:: About this task ::
Without altering anything, repeat each of the records.

# # # #

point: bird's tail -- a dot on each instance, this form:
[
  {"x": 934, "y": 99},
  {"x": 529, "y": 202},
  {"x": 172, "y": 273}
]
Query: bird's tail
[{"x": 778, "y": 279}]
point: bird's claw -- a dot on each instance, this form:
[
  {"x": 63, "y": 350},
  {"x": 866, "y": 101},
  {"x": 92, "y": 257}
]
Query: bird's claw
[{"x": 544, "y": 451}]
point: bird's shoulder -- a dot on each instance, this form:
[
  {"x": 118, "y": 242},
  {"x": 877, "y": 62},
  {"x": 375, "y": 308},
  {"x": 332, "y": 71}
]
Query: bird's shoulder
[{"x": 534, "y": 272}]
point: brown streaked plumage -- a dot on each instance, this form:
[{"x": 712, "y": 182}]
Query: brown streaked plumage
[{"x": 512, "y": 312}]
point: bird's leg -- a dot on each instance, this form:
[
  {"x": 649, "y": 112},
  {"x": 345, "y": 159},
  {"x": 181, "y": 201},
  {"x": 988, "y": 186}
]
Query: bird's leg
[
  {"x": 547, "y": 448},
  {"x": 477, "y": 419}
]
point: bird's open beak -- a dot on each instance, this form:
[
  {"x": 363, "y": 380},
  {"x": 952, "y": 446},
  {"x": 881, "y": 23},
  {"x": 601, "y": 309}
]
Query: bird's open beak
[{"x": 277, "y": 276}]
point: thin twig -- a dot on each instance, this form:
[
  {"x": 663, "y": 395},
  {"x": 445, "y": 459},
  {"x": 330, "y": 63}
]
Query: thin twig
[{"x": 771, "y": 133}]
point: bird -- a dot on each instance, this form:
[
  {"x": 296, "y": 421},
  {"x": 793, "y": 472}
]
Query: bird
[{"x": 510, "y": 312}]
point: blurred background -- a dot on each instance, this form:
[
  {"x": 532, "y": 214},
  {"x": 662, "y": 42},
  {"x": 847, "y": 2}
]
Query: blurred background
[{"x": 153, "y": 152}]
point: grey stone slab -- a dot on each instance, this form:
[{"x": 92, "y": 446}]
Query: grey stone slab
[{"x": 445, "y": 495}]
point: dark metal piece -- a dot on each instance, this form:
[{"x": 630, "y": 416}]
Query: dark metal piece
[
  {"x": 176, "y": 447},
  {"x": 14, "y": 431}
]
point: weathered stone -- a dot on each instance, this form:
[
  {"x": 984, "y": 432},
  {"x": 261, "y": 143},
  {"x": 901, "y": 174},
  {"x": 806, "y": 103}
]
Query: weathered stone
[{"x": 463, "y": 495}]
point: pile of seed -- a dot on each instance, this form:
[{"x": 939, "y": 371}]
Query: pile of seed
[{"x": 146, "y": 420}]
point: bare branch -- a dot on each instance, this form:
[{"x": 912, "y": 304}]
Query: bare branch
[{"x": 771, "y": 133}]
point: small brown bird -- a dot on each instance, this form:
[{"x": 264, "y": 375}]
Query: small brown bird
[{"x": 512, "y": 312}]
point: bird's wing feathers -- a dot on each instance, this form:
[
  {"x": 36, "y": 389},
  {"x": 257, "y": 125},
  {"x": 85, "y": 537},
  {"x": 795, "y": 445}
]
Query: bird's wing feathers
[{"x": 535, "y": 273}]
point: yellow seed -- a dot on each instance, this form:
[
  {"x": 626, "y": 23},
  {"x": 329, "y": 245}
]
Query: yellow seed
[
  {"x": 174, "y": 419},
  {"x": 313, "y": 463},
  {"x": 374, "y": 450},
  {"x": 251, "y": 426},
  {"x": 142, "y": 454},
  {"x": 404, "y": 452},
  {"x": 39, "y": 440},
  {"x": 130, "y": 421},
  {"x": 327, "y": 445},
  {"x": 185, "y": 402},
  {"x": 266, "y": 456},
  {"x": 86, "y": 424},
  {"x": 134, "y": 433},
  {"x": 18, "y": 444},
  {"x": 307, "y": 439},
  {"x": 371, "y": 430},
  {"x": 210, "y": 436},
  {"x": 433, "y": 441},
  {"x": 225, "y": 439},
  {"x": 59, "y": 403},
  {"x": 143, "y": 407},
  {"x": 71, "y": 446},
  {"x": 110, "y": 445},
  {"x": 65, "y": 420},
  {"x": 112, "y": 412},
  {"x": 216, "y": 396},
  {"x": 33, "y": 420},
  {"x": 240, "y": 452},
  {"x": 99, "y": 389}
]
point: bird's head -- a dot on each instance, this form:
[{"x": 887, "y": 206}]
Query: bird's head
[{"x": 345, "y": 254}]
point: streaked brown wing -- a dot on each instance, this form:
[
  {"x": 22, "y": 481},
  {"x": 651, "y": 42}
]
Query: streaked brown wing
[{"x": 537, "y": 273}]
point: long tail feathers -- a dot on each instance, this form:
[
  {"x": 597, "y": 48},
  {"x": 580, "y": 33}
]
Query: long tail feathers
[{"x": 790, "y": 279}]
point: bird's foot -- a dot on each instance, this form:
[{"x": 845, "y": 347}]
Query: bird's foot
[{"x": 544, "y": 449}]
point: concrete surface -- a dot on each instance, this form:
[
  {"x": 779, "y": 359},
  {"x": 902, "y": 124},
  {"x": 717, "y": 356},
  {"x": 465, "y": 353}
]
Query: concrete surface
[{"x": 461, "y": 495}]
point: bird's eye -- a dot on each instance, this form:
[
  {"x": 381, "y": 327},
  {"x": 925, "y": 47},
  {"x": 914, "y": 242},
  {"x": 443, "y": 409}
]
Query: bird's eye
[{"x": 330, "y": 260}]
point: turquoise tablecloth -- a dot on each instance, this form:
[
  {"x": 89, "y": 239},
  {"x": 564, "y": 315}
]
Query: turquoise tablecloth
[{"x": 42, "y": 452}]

# # # #

:: Response box ::
point: bird's tail -- a dot on each instance, this form:
[
  {"x": 934, "y": 99},
  {"x": 529, "y": 202},
  {"x": 172, "y": 273}
]
Query: bird's tail
[{"x": 778, "y": 279}]
point: bird's claw -- a dot on each instance, this form:
[
  {"x": 63, "y": 350},
  {"x": 866, "y": 101},
  {"x": 92, "y": 257}
]
Query: bird's claw
[{"x": 544, "y": 451}]
point: bird's shoulder -- a dot on each instance, this form:
[
  {"x": 118, "y": 242},
  {"x": 877, "y": 62},
  {"x": 375, "y": 308},
  {"x": 332, "y": 71}
]
Query: bird's shoulder
[{"x": 534, "y": 272}]
point: brown streaked plumage -- a dot on each instance, this form:
[{"x": 712, "y": 182}]
Query: brown streaked plumage
[{"x": 512, "y": 312}]
point: bird's leg -- a dot on each instance, this form:
[
  {"x": 649, "y": 112},
  {"x": 345, "y": 159},
  {"x": 181, "y": 201},
  {"x": 988, "y": 186}
]
Query: bird's leg
[
  {"x": 547, "y": 448},
  {"x": 477, "y": 419}
]
point: bird's open beak -- a dot on each instance, this form:
[
  {"x": 363, "y": 380},
  {"x": 952, "y": 446},
  {"x": 881, "y": 23},
  {"x": 601, "y": 309}
]
Query: bird's open beak
[{"x": 277, "y": 276}]
point: thin twig -- a dot on each instance, this form:
[
  {"x": 663, "y": 395},
  {"x": 445, "y": 459},
  {"x": 330, "y": 63}
]
Query: thin twig
[{"x": 771, "y": 133}]
point: bird -- a dot on each instance, this form:
[
  {"x": 296, "y": 421},
  {"x": 793, "y": 472}
]
Query: bird
[{"x": 510, "y": 312}]
point: blurred background -- a dot on each instance, this form:
[
  {"x": 532, "y": 214},
  {"x": 662, "y": 42},
  {"x": 847, "y": 2}
]
Query: blurred background
[{"x": 153, "y": 152}]
point: grey stone slab -- a dot on each instance, this form:
[{"x": 92, "y": 446}]
Query: grey stone slab
[{"x": 445, "y": 495}]
point: dark metal piece -- a dot on each instance, this form:
[{"x": 630, "y": 416}]
Query: dark metal piece
[
  {"x": 176, "y": 447},
  {"x": 14, "y": 431}
]
point: weathered stone -- a dot on each instance, this form:
[
  {"x": 984, "y": 432},
  {"x": 261, "y": 143},
  {"x": 901, "y": 174},
  {"x": 806, "y": 103}
]
Query: weathered stone
[{"x": 463, "y": 495}]
point: pile of seed -- a dot on each instance, this form:
[{"x": 939, "y": 371}]
Query: pile of seed
[{"x": 146, "y": 420}]
point: bare branch -- a dot on each instance, this form:
[{"x": 912, "y": 304}]
Query: bare branch
[{"x": 771, "y": 133}]
point: small brown bird -- a dot on each instance, this form:
[{"x": 264, "y": 375}]
Query: small brown bird
[{"x": 512, "y": 312}]
point: bird's wing feathers -- a dot on each instance, this form:
[
  {"x": 36, "y": 389},
  {"x": 257, "y": 125},
  {"x": 85, "y": 537},
  {"x": 795, "y": 445}
]
Query: bird's wing feathers
[{"x": 535, "y": 273}]
point: yellow seed -- a dot on each instance, this form:
[
  {"x": 626, "y": 23},
  {"x": 329, "y": 245}
]
Query: yellow seed
[
  {"x": 174, "y": 419},
  {"x": 313, "y": 463},
  {"x": 374, "y": 450},
  {"x": 251, "y": 426},
  {"x": 142, "y": 454},
  {"x": 404, "y": 452},
  {"x": 39, "y": 440},
  {"x": 130, "y": 421},
  {"x": 327, "y": 445},
  {"x": 185, "y": 402},
  {"x": 266, "y": 456},
  {"x": 86, "y": 424},
  {"x": 134, "y": 433},
  {"x": 18, "y": 444},
  {"x": 307, "y": 439},
  {"x": 371, "y": 430},
  {"x": 210, "y": 436},
  {"x": 433, "y": 441},
  {"x": 225, "y": 439},
  {"x": 59, "y": 403},
  {"x": 143, "y": 407},
  {"x": 71, "y": 446},
  {"x": 110, "y": 445},
  {"x": 65, "y": 420},
  {"x": 112, "y": 412},
  {"x": 216, "y": 396},
  {"x": 33, "y": 420},
  {"x": 240, "y": 452},
  {"x": 99, "y": 389}
]
point: bird's head -- a dot on each instance, this form:
[{"x": 887, "y": 206}]
Query: bird's head
[{"x": 345, "y": 254}]
point: streaked brown wing -- a dot on each instance, this form:
[
  {"x": 22, "y": 481},
  {"x": 651, "y": 42}
]
Query: streaked brown wing
[{"x": 537, "y": 273}]
point: long tail feathers -- a dot on each instance, this form:
[
  {"x": 597, "y": 48},
  {"x": 580, "y": 33}
]
Query: long tail feathers
[{"x": 790, "y": 279}]
point: bird's foot -- a dot on each instance, this form:
[{"x": 845, "y": 347}]
Query: bird's foot
[{"x": 544, "y": 449}]
point: concrete surface -- a dot on each instance, this form:
[
  {"x": 779, "y": 359},
  {"x": 902, "y": 124},
  {"x": 717, "y": 356},
  {"x": 465, "y": 353}
]
Query: concrete surface
[{"x": 461, "y": 495}]
point: bird's eye -- a dot on each instance, this form:
[
  {"x": 381, "y": 327},
  {"x": 925, "y": 47},
  {"x": 914, "y": 242},
  {"x": 443, "y": 409}
]
Query: bird's eye
[{"x": 330, "y": 260}]
point: turquoise tablecloth -- a dot on each instance, this form:
[
  {"x": 89, "y": 239},
  {"x": 564, "y": 315}
]
Query: turquoise tablecloth
[{"x": 42, "y": 452}]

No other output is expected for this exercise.